CONSIGNE A - Selon l'extrait sur le kitsch et le laid, de quel mot vient le français « laid » ?
CONSIGNE B - Relevez tous les mots, toutes langues confondues, que l'extrait sur le kitsch et le laid cite pour nommer le laid ou le désagrément, avec la langue ou l'auteur auquel il les rattache.
CONSIGNE C - Continuez l'extrait sur le kitsch et le laid après sa dernière phrase.

EXTRAIT -
⁂

Restent les questions du sociologue. Culture ou anticulture (comme le funk américain). Le kitsch ne s'oppose pas,
il est ailleurs. Démarche spontanée ou réflexive (comme le camp américain) ?
Le kitsch ne distancie pas, son ailleurs est une immersion régressive. Entropie
rongeant toute création industrielle ou voie d'accès des masses à la culture
supérieure (M Young, A. Moles) ? En tout cas, rouage si indispensable dans l’homéostasie d'une industrie avancée
qu'à côté d'un industrial design rigoriste fonctionne fatalement - même à l'Est — un industrial design kitsch.
LAID (LE)
Le concept de laid
a un substrat biologique, et toutes les langues semblent avoir un terme,
souvent accompagné d'un geste ou d'une moue, pour désigner le mal venu. C'est que l'être humain, organisme (intégron) se percevant par le détour d'autres
organismes saisis visuellement, en miroir, est gravement mis en question dans
son identité par les ratés de formes ou de processus
rencontrés chez ses congénères, mais aussi chez tous les vivants, voire dans
les formations minérales (un ravin hideux). Ainsi, l'aischros d’Homère fut repris par Hippocrate pour
désigner le physiologiquement difforme ; le russe bezo-brazie (littéralement, «
sans image ») trahit le rapport entre la laideur physique ou morale et la
destruction de la ressemblance ; le français laid vient du vieux germanique leid marquant un désagrément, comme l'anglais loath. Et le rire, stigmatisant le laid comme grotesque, achevé de transformer la défense
individuelle en défense sociale.
Ce mécanisme vital, l'Occident lui a donné une portée métaphysique, éthique, politique, esthétique,
en l'utilisant au profit de sa vision totalisatrice et vectorielle d'un inonde
conçu comme orienté du négatif au positif. Le laid se mit alors à fonctionner
dans le couple beau-laid, parallèle aux couples vrai-faux, bien-mal, avec
lesquels il s'est souvent confondu. Comme le faux fut combattu par la
philosophie et la science, et le mat par la morale, le laid fut banni
théoriquement de l'art. Et cela non seulement dans les œuvres mineures
(quotidiennes), où le beau a pour mission d'assurer la régulation et la
complaisance organiques de l'utilisateur, mais aussi dans les oeuvres majeures,
se proposant une culmination.

⁂

MATÉRIEL PRÉSENTÉ -
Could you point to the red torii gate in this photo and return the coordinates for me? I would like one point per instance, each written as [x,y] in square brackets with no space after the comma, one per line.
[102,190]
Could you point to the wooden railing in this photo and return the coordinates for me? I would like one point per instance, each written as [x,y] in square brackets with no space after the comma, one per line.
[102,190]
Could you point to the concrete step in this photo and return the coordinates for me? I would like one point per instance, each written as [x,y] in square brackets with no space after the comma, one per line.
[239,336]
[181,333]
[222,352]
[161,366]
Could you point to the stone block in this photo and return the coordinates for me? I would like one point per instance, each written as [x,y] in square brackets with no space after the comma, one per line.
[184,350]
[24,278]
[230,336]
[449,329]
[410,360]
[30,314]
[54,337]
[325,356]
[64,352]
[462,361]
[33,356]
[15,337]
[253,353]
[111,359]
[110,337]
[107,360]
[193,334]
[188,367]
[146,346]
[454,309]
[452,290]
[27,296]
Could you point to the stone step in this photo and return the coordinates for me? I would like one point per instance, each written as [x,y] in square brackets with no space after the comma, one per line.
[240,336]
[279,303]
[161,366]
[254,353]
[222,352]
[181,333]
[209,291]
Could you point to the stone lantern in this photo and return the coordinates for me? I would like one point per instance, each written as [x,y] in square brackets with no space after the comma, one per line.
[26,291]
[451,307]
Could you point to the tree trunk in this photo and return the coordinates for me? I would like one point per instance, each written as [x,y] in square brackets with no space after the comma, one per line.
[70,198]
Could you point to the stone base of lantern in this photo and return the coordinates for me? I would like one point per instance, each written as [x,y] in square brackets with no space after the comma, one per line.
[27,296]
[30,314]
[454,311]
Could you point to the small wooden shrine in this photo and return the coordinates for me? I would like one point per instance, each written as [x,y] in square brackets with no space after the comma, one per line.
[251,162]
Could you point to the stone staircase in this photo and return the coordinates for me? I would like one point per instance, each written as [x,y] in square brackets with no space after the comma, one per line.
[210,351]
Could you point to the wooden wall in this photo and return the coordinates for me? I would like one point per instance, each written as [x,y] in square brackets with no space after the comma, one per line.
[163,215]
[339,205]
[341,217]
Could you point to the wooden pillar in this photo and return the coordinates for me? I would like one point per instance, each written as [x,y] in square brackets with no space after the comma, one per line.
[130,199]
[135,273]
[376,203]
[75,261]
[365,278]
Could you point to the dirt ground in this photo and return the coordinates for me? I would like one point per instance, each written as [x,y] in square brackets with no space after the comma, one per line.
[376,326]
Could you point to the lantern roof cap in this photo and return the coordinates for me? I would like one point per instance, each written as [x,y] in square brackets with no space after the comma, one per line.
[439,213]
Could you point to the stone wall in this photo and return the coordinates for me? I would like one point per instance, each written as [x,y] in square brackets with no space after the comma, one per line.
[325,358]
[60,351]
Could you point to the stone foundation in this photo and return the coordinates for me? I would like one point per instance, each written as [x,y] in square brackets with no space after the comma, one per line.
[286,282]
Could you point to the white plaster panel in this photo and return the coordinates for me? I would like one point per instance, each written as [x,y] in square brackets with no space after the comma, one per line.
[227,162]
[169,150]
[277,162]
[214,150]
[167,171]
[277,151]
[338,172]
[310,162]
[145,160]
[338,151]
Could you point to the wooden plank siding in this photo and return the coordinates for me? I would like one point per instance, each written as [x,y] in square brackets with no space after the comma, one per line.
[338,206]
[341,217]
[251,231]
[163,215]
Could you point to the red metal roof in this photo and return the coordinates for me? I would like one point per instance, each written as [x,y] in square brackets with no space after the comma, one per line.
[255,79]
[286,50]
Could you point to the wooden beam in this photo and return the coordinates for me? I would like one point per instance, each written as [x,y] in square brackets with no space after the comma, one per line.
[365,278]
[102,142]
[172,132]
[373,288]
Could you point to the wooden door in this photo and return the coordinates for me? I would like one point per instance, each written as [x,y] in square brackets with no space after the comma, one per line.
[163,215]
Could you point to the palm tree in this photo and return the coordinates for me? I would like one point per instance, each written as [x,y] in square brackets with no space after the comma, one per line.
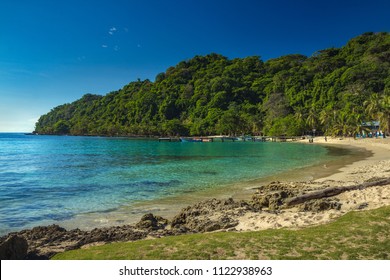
[378,108]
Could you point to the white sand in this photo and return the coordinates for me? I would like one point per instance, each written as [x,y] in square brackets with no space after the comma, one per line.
[376,166]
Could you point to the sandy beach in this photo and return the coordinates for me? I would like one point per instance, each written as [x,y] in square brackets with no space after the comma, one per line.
[372,168]
[269,207]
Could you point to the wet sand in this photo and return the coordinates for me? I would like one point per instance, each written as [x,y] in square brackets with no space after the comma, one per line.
[169,207]
[371,168]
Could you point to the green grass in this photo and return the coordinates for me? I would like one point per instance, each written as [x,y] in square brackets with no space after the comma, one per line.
[357,235]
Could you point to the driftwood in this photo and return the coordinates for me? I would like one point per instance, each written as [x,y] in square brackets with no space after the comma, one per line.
[332,191]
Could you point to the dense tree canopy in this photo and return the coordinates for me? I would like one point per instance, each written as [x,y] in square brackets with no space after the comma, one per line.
[333,91]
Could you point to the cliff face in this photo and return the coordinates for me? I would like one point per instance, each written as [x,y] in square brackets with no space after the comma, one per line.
[333,91]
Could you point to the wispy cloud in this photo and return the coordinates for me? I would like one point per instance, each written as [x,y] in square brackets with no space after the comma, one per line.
[112,30]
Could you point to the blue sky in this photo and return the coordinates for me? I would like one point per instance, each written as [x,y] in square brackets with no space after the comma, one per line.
[53,52]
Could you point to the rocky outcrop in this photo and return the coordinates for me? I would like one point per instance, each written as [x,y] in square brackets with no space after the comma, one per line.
[13,248]
[211,215]
[151,222]
[205,216]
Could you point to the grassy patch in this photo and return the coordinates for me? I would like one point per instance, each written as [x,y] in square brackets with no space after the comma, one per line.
[357,235]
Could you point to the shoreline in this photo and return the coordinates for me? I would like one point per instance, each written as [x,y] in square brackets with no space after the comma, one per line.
[255,214]
[168,207]
[370,168]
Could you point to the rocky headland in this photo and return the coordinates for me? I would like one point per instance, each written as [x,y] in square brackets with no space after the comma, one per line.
[361,186]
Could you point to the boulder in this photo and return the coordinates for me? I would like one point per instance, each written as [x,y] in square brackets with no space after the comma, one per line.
[151,222]
[14,248]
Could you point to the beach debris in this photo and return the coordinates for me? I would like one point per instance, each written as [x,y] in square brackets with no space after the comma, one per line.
[333,191]
[152,222]
[13,248]
[318,205]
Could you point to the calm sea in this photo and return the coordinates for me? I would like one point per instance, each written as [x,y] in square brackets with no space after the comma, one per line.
[53,179]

⁂

RÉPONSE A - Du vieux germanique « leid », qui marque un désagrément.

RÉPONSE B -
- aischros (Homère, repris par Hippocrate)
- bezo-brazie (russe)
- laid (français)
- leid (vieux germanique)
- loath (anglais)

RÉPONSE C -
Il y eut des dissidences dans ce concert : à beaucoup d'hommes de la Renaissance, comme à
Sade, la puissance et l'originalité parfois monstrueuses de la nature
paraissaient plus essentielles que son équilibre ; et l'esthétique de Kant
commence d'être inquiétée par le sublime. Mais il a fallu le romantisme, et en particulier
la Préface de Cromwell, pour que « le difforme, le laid, le grotesque » soient
reconnus comme des facteurs positifs de la création, et pas seulement comme un
donné rétif à transfigurer (à la manière dont Dieu transfigure le péché chez
Bossuet). Depuis, la théorie de l'art a pris conscience peu à peu, malgré des
résistances idéologiques tenant aux racines mêmes de l'Occident, que les œuvres
majeures, tant classiques que modernes ou exotiques, ont toujours induit leur
stupeur à partir de tensions, souvent dans les sujets traités, et
obligatoirement dans les structures perceptives mises en jeu. Enfin, la prise
de distance à l'égard de l'organicisme de l'art a été consommée quand le XXe
siècle a cessé de composer selon des formes — système régnant depuis la
Grèce —, pour élaborer ses dispositifs par éléments fonctionnels, suivant le schème de l'industrie,
justement laide en ce sens que son organicité ne répond pas fatalement à la
nôtre, ou que peut-être, étant réticulaire, elle n'est plus organique du tout.
Comme il fallait s'y attendre, ces diverses intrusions du laid dans l'art concordent aujourd'hui
avec de nouvelles options, ontologiques, politiques et morales, où les dérives
apparaissent aussi fécondes que les intégrations (parti depuis longtemps
familier aux cultures non européennes).